* Stated exercise:
Please shift the bounding-box coordinates by adding 33 to each value. Write out again everything from the start of the listing down to and including the line containing "254, 0, 369, 175", request line and all.

* Data extract:
==========
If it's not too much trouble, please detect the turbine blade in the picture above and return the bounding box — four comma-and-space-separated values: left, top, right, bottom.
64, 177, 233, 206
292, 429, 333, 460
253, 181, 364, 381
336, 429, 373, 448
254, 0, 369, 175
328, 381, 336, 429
==========
* Answer:
If it's not too much trouble, please detect the turbine blade in the picture above and return the bounding box — four comma-and-space-separated values: left, top, right, bottom.
97, 210, 266, 239
325, 462, 366, 493
286, 214, 397, 414
369, 462, 406, 481
287, 33, 402, 208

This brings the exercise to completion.